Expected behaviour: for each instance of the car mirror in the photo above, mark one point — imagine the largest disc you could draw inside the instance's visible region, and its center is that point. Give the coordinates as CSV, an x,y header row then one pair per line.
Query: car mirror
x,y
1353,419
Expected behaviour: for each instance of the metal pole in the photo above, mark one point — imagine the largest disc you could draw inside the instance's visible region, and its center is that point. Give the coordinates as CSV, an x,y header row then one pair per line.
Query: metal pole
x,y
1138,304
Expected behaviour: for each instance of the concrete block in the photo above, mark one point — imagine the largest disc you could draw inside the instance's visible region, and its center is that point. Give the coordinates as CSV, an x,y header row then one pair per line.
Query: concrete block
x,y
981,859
......
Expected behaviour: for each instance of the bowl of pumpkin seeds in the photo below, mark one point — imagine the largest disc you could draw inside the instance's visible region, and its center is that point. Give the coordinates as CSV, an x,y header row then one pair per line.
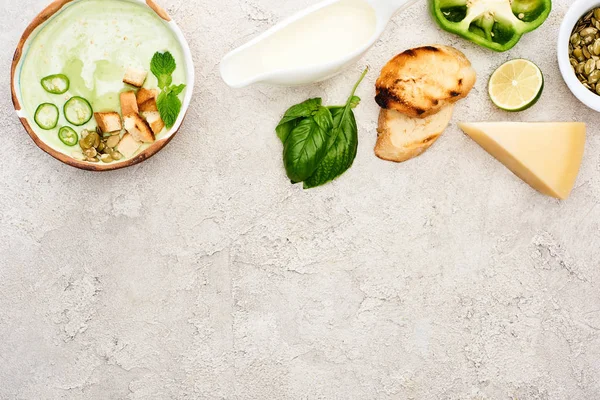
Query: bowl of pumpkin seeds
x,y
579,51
......
• _Set problem_:
Count the lines in the items above that contain the string "concrete", treating case as significant, and give only the number.

• _Expected output_:
2